* _EXCERTO DO DOCUMENTO_
==================================================
A decadência do sistema liberal, devido ao seu desinvestimento social em benefício do negócio privado, permitiu que a extrema direita tenha vindo a crescer nos últimos anos.
Por Ernesto Oliveira *
Não como uma alternativa ao que já existe, mas como uma uma resolução dogmática do problema, que na verdade visa em acentuar ainda mais as desigualdades e garantir o sistema. Aproveitando-se das minorias mais fragilizadas, que menos segurança e direitos têm na sociedade, constrói um discurso onde as diferenças são um problema. O que é falso, sabe-se que quem acumula milhões e biliões, seja em que moeda for, é quem cria o emprego precário, a mão de obra barata e uma sociedade injusta. Caso contrário seria impossível fortunas tão exageradas.
Hoje em dia 1% da população tem cerca de metade da riqueza do mundo. Enquanto 71% da população tem cerca de 3% da riqueza. O problema não se fica pelo trabalho mal pago. Sabe-se também que cerca de um décimo da população mais rica é responsável por metade das emissões poluentes mundiais. Enquanto cerca de metade da população, a metade mais pobre, é responsável por um décimo das emissões. Um sistema desigual, onde quem tem mais poder enriquece com as injustiças.
O esquema do lucro é o esquema de exploração mais básico do sistema liberal. Ele é um exemplo de como se enriquece com injustiças. Veja-se algo em concreto nos EUA, relacionado com a indústria de fast-food. Por cada dólar gasto em chicken wings, apenas dois cents vão para os trabalhadores. Não se coloca a questão de o restante dinheiro ser para a reposição de stock ou gastos de manutenção, uma vez que os donos da indústria acumulam riqueza na casa dos biliões de dólares.
==================================================
* _INSTRUÇÕES DO EXERCÍCIO_
**1)** As afirmações (a), (b) e (c) concordam com o texto acima sobre a extrema direita e a desigualdade? Responda "sim" ou "não" a cada uma e cite as palavras do texto que o decidem. (a) Cerca de 1% da população detém aproximadamente metade da riqueza mundial. (b) A metade mais pobre da população é responsável por metade das emissões poluentes. (c) Por cada dólar gasto em chicken wings nos EUA, dez cents vão para os trabalhadores.
**2)** Dê continuidade ao texto acima sobre a extrema direita e a desigualdade, a partir da última frase apresentada.

* _DADOS FORNECIDOS_
==================================================
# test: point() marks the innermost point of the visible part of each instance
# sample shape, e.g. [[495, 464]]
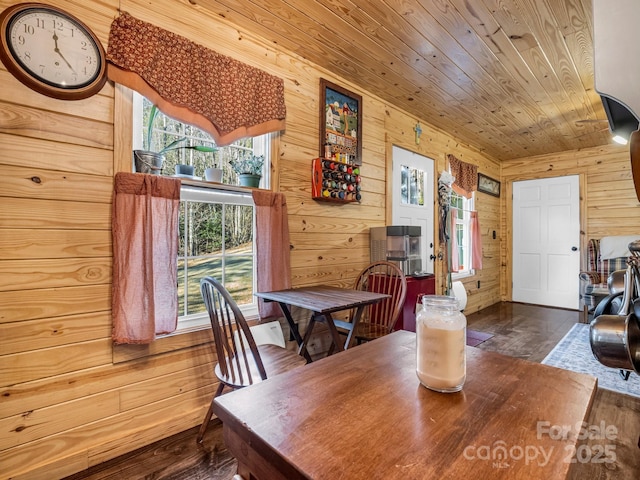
==================================================
* _RESPOSTAS POR TAREFA_
**1)**
(a) Sim: "Hoje em dia 1% da população tem cerca de metade da riqueza do mundo."
(b) Não: "Enquanto cerca de metade da população, a metade mais pobre, é responsável por um décimo das emissões."
(c) Não: "Por cada dólar gasto em chicken wings, apenas dois cents vão para os trabalhadores."

**2)**
Em Portugal não é diferente. Enquanto pagam salários escassos a quem trabalha, os 5 mais ricos acumulam cerca de 10 milhões de euros. O caso torna-se mais grave quando a EDP, que deveria ser um serviço para a população e não uma fonte de riqueza para um punhado de pessoas, ainda no ano passado distribuiu cerca de 700 milhões de euros pelos seus acionistas. A par disto, grande parte das empresas mais lucrativas não pagam impostos em Portugal, como é o caso do grupo PSI20, que ainda em 2019 distribuiu mais de 2 milhões de euros pelos seus acionistas.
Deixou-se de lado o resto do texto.